◆ **Extracted data entries**
◇ ◇ ◇ ◇ ◇
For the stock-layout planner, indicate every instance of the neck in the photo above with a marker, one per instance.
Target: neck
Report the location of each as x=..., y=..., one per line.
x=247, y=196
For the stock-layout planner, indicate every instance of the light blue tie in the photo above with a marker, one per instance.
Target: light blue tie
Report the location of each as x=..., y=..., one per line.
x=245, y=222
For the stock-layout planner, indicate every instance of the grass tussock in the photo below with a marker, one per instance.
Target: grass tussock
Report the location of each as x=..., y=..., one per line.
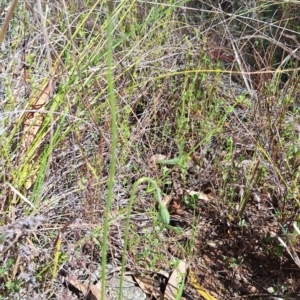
x=135, y=135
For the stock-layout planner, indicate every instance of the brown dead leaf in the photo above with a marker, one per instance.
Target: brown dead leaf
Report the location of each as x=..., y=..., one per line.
x=77, y=284
x=200, y=195
x=34, y=120
x=147, y=285
x=95, y=293
x=176, y=281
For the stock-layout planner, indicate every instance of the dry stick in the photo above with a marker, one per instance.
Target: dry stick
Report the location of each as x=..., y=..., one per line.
x=7, y=20
x=240, y=62
x=46, y=37
x=279, y=44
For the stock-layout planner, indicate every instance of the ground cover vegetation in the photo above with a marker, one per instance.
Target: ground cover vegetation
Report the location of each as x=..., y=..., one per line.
x=139, y=135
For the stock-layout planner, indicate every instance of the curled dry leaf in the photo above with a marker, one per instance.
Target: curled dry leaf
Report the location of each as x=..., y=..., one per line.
x=175, y=284
x=147, y=285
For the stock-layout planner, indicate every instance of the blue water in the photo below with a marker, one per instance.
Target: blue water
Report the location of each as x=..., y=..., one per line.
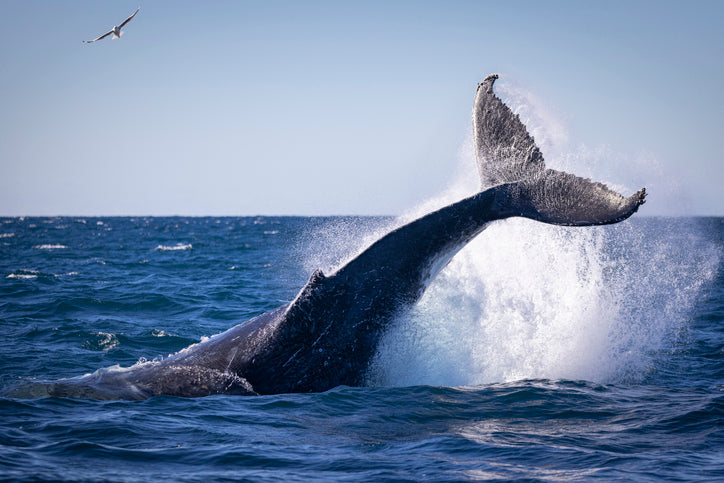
x=539, y=353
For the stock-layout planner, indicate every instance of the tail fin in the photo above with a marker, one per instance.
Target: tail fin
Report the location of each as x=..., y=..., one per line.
x=507, y=155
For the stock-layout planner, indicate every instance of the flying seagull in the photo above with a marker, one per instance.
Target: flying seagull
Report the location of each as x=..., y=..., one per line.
x=116, y=31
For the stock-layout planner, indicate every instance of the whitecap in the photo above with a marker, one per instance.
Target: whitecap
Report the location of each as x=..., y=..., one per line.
x=178, y=246
x=22, y=276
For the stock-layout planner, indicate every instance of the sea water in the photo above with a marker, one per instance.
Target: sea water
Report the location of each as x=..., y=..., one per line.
x=539, y=353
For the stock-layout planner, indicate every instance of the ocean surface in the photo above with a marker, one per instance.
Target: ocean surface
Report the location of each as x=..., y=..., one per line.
x=539, y=353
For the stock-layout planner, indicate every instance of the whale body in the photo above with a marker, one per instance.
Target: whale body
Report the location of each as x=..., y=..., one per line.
x=329, y=333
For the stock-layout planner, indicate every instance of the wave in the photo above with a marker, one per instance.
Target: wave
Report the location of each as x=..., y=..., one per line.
x=55, y=246
x=178, y=246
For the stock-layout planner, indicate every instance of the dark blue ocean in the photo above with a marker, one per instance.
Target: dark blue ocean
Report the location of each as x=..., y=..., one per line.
x=539, y=353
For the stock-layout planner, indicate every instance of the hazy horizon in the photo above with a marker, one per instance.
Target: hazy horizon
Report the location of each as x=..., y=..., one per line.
x=335, y=109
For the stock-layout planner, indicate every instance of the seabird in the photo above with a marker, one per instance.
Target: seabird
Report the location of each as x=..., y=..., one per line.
x=116, y=31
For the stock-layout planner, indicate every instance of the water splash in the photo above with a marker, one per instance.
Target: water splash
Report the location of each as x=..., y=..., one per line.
x=526, y=300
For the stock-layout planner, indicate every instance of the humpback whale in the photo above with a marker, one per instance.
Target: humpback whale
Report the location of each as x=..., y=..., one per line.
x=328, y=334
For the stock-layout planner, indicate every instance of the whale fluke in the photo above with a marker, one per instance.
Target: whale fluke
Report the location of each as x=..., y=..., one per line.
x=329, y=333
x=507, y=155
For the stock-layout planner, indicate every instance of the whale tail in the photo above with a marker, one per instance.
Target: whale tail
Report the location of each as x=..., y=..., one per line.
x=508, y=157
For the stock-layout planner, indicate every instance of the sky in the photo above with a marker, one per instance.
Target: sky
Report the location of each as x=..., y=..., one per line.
x=342, y=107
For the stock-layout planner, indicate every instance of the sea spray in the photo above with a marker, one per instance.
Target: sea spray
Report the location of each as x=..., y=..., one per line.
x=526, y=300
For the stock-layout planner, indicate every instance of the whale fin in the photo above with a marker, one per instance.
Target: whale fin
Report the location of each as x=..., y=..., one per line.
x=507, y=155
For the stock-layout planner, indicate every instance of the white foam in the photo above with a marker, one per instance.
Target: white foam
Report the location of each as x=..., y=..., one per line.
x=527, y=300
x=178, y=246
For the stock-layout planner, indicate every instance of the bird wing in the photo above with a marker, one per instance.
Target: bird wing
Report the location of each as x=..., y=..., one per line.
x=101, y=37
x=129, y=18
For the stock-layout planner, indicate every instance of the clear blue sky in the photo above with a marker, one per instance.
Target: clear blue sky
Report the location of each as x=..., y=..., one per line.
x=290, y=107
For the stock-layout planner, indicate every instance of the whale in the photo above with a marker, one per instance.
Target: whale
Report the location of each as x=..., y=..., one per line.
x=330, y=332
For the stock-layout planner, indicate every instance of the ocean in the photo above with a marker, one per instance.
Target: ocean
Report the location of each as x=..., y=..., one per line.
x=539, y=353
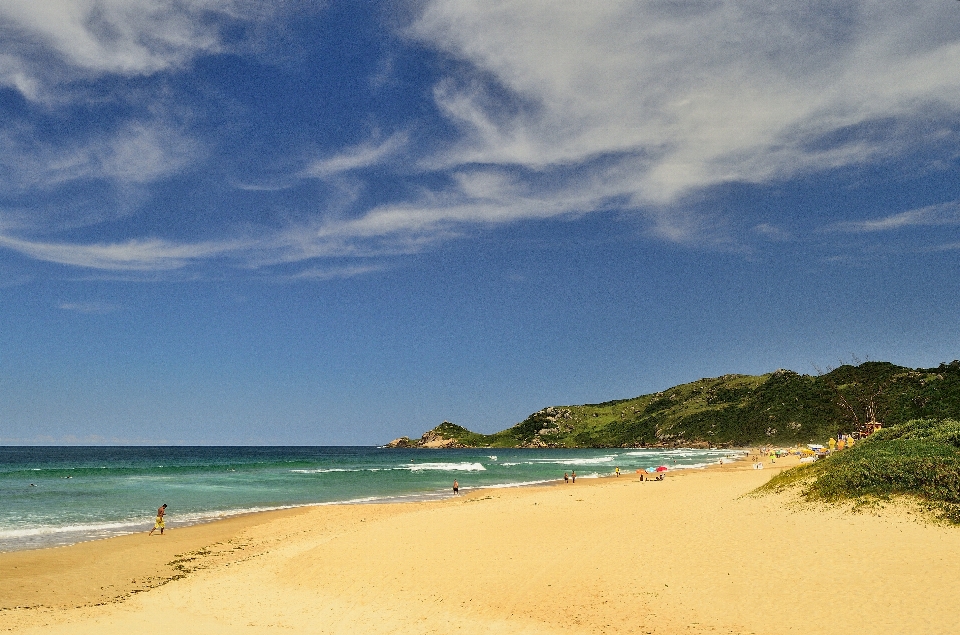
◇ ◇ ◇ ◇ ◇
◆ **Short task**
Which lines in the items above contain the word "ocean"? Select each one and copy it out.

◆ **Solution**
For the stock-layout planner, indicate every instance of the ocean surface in the photo above with a marker, one per instance.
Target: ocean surface
For the stock-layout planner, indicate every instance of the dark blue ocean in the photo above with a marker, one per instance.
Target: dark blue ocean
For the stock-layout planner, indicate every instance of the ocean in the photo above with a marker, one per instance.
Target: ocean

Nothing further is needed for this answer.